■ WORK REQUIRED:
Give back the stretch from the first of the lines below through the line that contains "box: [141, 316, 299, 450]", copied word for word, with the pictures left out.

■ EXCERPTED RECORDS:
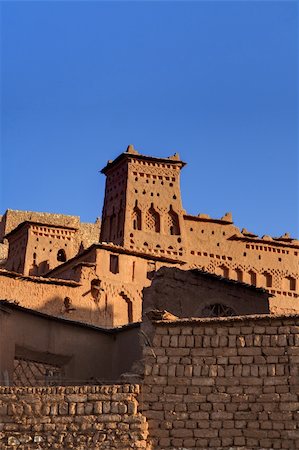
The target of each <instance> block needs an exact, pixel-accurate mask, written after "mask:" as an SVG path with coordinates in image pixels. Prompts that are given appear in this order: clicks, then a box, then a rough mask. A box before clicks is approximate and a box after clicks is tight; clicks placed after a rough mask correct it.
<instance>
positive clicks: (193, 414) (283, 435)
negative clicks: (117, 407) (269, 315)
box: [141, 316, 299, 450]
mask: <svg viewBox="0 0 299 450" xmlns="http://www.w3.org/2000/svg"><path fill="white" fill-rule="evenodd" d="M144 353H145V378H144V384H143V386H142V391H143V395H142V401H143V403H142V405H141V411H142V412H143V414H144V415H146V417H147V419H148V423H149V436H150V438H151V439H152V442H153V444H154V448H155V449H163V450H165V449H173V450H174V449H180V448H188V449H191V448H196V449H198V448H204V449H206V448H209V449H210V448H211V449H215V450H216V449H219V448H221V449H239V448H242V449H243V448H244V449H261V448H263V449H284V450H290V449H295V448H298V446H299V432H298V408H299V376H298V375H299V372H298V368H299V365H298V362H299V316H293V317H292V316H289V317H287V316H286V317H272V316H251V317H245V316H244V317H239V318H234V319H233V318H230V319H228V318H227V319H224V318H223V319H190V320H189V319H185V320H177V321H173V322H167V321H166V322H161V321H160V322H156V323H155V324H154V331H153V341H152V346H151V347H147V348H145V352H144Z"/></svg>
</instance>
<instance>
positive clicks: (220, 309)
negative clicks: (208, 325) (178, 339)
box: [201, 303, 236, 317]
mask: <svg viewBox="0 0 299 450" xmlns="http://www.w3.org/2000/svg"><path fill="white" fill-rule="evenodd" d="M201 316H203V317H230V316H236V312H235V311H234V310H233V308H231V307H230V306H227V305H224V304H222V303H215V304H213V305H207V306H206V307H205V308H204V309H203V310H202V313H201Z"/></svg>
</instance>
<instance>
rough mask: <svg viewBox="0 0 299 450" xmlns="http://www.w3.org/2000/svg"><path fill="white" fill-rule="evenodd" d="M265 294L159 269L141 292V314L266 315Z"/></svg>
mask: <svg viewBox="0 0 299 450" xmlns="http://www.w3.org/2000/svg"><path fill="white" fill-rule="evenodd" d="M268 295H269V294H268V293H267V292H265V291H263V290H261V289H256V288H254V287H253V286H248V285H245V284H242V283H235V282H233V281H228V280H226V279H223V278H221V277H217V276H214V275H211V274H209V273H204V272H200V271H199V270H192V271H186V270H180V269H178V268H174V267H171V268H170V267H163V268H161V269H159V270H158V271H157V272H156V273H155V276H154V278H153V281H152V284H151V286H150V287H148V288H145V289H144V290H143V305H142V308H143V314H144V313H145V312H146V311H150V310H153V309H158V310H166V311H168V312H170V313H172V314H174V315H175V316H177V317H181V318H185V317H210V316H217V315H222V316H224V315H225V316H230V315H243V314H265V313H269V312H270V311H269V301H268Z"/></svg>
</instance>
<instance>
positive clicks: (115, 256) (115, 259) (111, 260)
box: [110, 255, 119, 273]
mask: <svg viewBox="0 0 299 450" xmlns="http://www.w3.org/2000/svg"><path fill="white" fill-rule="evenodd" d="M110 272H111V273H119V260H118V255H110Z"/></svg>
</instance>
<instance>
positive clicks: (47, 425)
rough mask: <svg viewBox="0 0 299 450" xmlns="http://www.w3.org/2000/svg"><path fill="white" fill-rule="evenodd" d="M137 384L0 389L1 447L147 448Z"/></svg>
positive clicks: (55, 447) (7, 387)
mask: <svg viewBox="0 0 299 450" xmlns="http://www.w3.org/2000/svg"><path fill="white" fill-rule="evenodd" d="M138 393H139V386H138V385H111V386H81V387H42V388H9V387H7V388H5V387H2V388H0V448H1V449H2V450H14V449H18V450H29V449H30V450H32V449H41V448H42V449H46V448H48V449H64V450H66V449H72V448H76V449H78V450H79V449H80V450H85V449H97V448H100V449H109V450H112V449H123V450H128V449H145V448H147V447H146V438H147V423H146V419H145V417H144V416H142V414H140V413H138V412H137V405H138V402H137V396H138Z"/></svg>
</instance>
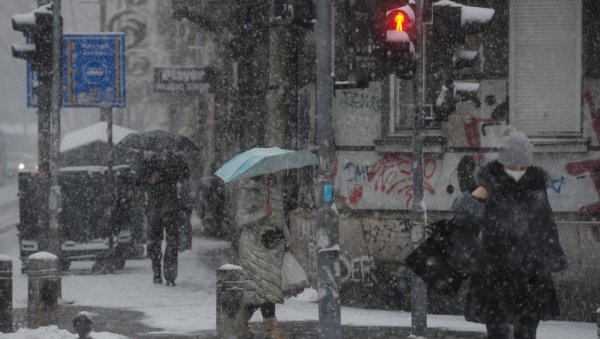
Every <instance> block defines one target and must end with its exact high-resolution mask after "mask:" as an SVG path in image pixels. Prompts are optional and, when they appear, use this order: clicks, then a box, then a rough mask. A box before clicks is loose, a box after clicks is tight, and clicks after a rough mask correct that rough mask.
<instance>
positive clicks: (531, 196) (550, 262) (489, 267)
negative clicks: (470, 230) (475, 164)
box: [454, 127, 566, 339]
mask: <svg viewBox="0 0 600 339" xmlns="http://www.w3.org/2000/svg"><path fill="white" fill-rule="evenodd" d="M498 149H499V157H498V160H497V161H493V162H491V163H488V164H486V165H485V166H484V167H483V168H482V169H481V170H480V172H479V173H478V176H477V178H476V179H477V185H478V187H477V189H475V190H474V191H473V192H472V193H471V194H465V195H464V196H462V197H461V198H459V199H458V200H457V201H456V202H455V204H454V210H455V211H456V212H457V221H458V224H459V225H460V224H461V220H462V221H464V222H475V223H476V224H478V225H479V227H480V232H481V233H480V236H481V241H482V245H483V249H484V251H485V256H484V258H483V260H482V262H481V265H480V269H479V270H478V271H477V273H475V274H473V275H472V277H471V285H470V287H469V292H468V294H467V300H466V305H465V318H466V319H467V320H468V321H474V322H479V323H485V324H486V327H487V331H488V338H494V339H495V338H499V339H500V338H501V339H507V338H508V337H509V325H513V327H514V338H515V339H535V336H536V331H537V327H538V324H539V321H540V320H549V319H551V318H554V317H556V316H558V315H559V308H558V301H557V298H556V292H555V290H554V284H553V281H552V275H551V273H552V272H557V271H560V270H562V269H564V268H565V267H566V256H565V254H564V252H563V250H562V248H561V247H560V245H559V239H558V233H557V230H556V224H555V223H554V219H553V215H552V210H551V208H550V204H549V203H548V197H547V195H546V188H547V187H548V185H547V180H548V176H547V174H546V172H545V171H544V170H542V169H541V168H538V167H534V166H531V163H532V160H533V146H532V145H531V143H530V142H529V139H528V138H527V136H525V134H523V133H522V132H518V131H516V130H514V129H513V128H511V127H507V128H506V129H505V131H503V136H502V139H501V141H500V145H499V146H498Z"/></svg>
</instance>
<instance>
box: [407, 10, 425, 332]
mask: <svg viewBox="0 0 600 339" xmlns="http://www.w3.org/2000/svg"><path fill="white" fill-rule="evenodd" d="M415 5H416V8H415V12H416V13H415V14H416V15H415V20H416V22H415V26H414V30H415V31H414V34H415V37H416V39H415V41H414V43H413V44H414V48H415V73H414V74H415V76H414V81H413V90H414V96H413V97H414V107H415V114H414V122H413V182H414V189H413V203H412V212H411V220H410V226H411V233H410V240H411V244H412V246H413V248H415V247H417V246H418V245H419V244H420V243H421V242H422V241H423V238H424V235H425V202H424V201H423V117H424V115H425V112H424V110H423V101H424V99H423V97H424V93H425V91H424V83H423V75H424V62H423V60H424V58H423V45H424V43H423V42H424V29H423V0H416V1H415ZM410 290H411V298H410V299H411V325H412V326H411V330H412V334H414V335H417V336H422V335H424V334H425V329H426V328H427V286H426V285H425V283H424V282H423V280H422V279H421V278H419V277H418V276H417V275H416V274H415V273H414V272H413V273H412V275H411V289H410Z"/></svg>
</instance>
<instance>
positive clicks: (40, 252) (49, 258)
mask: <svg viewBox="0 0 600 339" xmlns="http://www.w3.org/2000/svg"><path fill="white" fill-rule="evenodd" d="M28 259H38V260H58V257H57V256H55V255H54V254H52V253H48V252H37V253H34V254H32V255H30V256H29V257H28Z"/></svg>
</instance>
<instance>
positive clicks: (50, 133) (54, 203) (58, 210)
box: [48, 0, 62, 262]
mask: <svg viewBox="0 0 600 339" xmlns="http://www.w3.org/2000/svg"><path fill="white" fill-rule="evenodd" d="M60 12H61V0H53V6H52V17H53V20H52V82H51V84H52V86H51V110H50V145H51V147H50V179H51V182H50V190H49V192H48V206H49V207H48V210H49V213H48V214H49V227H48V241H49V251H50V252H51V253H53V254H55V255H56V256H57V257H58V258H59V260H60V259H61V243H62V241H61V239H60V238H61V237H60V221H59V211H60V209H61V206H62V193H61V190H60V183H59V179H60V166H59V163H58V158H59V155H60V107H61V104H62V83H61V81H62V79H61V78H62V77H61V74H62V72H61V61H62V20H61V15H60ZM59 262H60V261H59Z"/></svg>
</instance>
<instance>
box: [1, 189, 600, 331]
mask: <svg viewBox="0 0 600 339" xmlns="http://www.w3.org/2000/svg"><path fill="white" fill-rule="evenodd" d="M13 193H16V191H15V188H14V187H13V188H12V189H11V188H8V189H6V188H4V187H3V188H0V202H2V201H3V199H5V198H4V197H2V195H4V194H13ZM16 220H18V208H16V207H14V208H10V209H2V208H0V254H5V255H8V256H10V257H11V258H13V261H14V264H13V265H14V269H13V271H14V272H16V273H15V274H14V296H13V304H14V307H15V308H25V307H27V279H26V276H23V275H21V274H19V273H18V272H20V269H21V268H20V266H21V264H20V261H19V260H18V245H17V237H16V230H15V229H14V227H8V225H6V224H3V223H2V222H3V221H4V222H12V223H13V224H12V225H13V226H14V222H16ZM196 222H197V220H196ZM2 229H5V230H6V231H4V232H2ZM228 246H229V243H227V242H224V241H215V240H209V239H204V238H194V242H193V247H192V250H191V251H186V252H183V253H181V254H180V260H179V276H178V278H177V280H176V283H177V286H176V287H174V288H171V287H166V286H165V285H155V284H153V283H152V270H151V268H150V261H149V260H148V259H141V260H128V261H127V263H126V265H125V268H124V269H123V270H122V271H118V272H117V273H115V274H106V275H90V274H89V269H90V267H91V265H92V262H74V263H73V264H72V267H71V270H70V272H71V273H72V275H67V276H64V277H63V278H62V288H63V298H64V299H65V300H67V301H73V302H74V303H75V305H80V306H99V307H108V308H120V309H129V310H136V311H141V312H143V313H144V314H145V315H146V317H145V319H143V322H144V323H145V324H147V325H149V326H152V327H155V328H161V329H163V330H162V331H161V332H162V333H170V334H183V333H194V332H197V331H200V330H214V329H215V324H216V319H215V309H216V300H215V299H216V296H215V278H216V273H215V271H214V269H212V268H210V266H209V265H208V264H207V261H209V260H213V261H214V262H213V263H212V266H213V267H218V266H220V265H221V264H224V263H226V262H221V261H220V260H223V259H219V258H208V255H207V252H208V251H212V252H214V250H215V249H219V248H227V247H228ZM215 265H216V266H215ZM316 298H317V297H316V292H315V291H314V290H307V291H305V292H304V293H303V294H301V295H299V296H298V297H295V298H291V299H287V300H286V301H285V304H283V305H278V306H277V317H278V318H279V319H280V321H301V320H318V311H317V304H316ZM252 321H256V322H260V321H262V319H261V316H260V312H256V314H255V315H254V317H253V318H252ZM342 323H343V324H344V325H356V326H403V327H410V326H411V318H410V313H407V312H399V311H379V310H366V309H358V308H351V307H342ZM428 326H429V327H436V328H446V329H451V330H460V331H478V332H484V331H485V327H484V326H483V325H481V324H475V323H469V322H466V321H465V320H464V318H463V317H462V316H450V315H429V316H428ZM73 337H74V335H73V334H72V333H68V332H67V331H61V330H58V329H56V328H53V327H45V328H41V329H38V330H25V329H22V330H21V331H20V332H17V333H13V334H4V335H2V334H0V338H2V339H4V338H6V339H9V338H10V339H21V338H34V339H35V338H50V339H63V338H73ZM93 337H94V338H97V339H98V338H100V339H113V338H122V337H121V336H118V335H116V334H110V333H95V334H93ZM567 338H577V339H596V338H597V335H596V325H595V324H594V323H581V322H564V321H549V322H542V323H541V325H540V328H539V330H538V339H567Z"/></svg>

■ WRITTEN REPLY:
The target of each <instance> block needs an exact, pixel-accurate mask, written after "mask:" as an SVG path with coordinates in image pixels. Prompts that are given appear in this order: clicks, then a box, then a rough mask. A box before clicks is approximate and a box after clicks is tight; clicks placed after a rough mask correct it.
<instance>
positive clicks: (193, 414) (283, 435)
negative clicks: (117, 407) (269, 315)
box: [141, 316, 299, 450]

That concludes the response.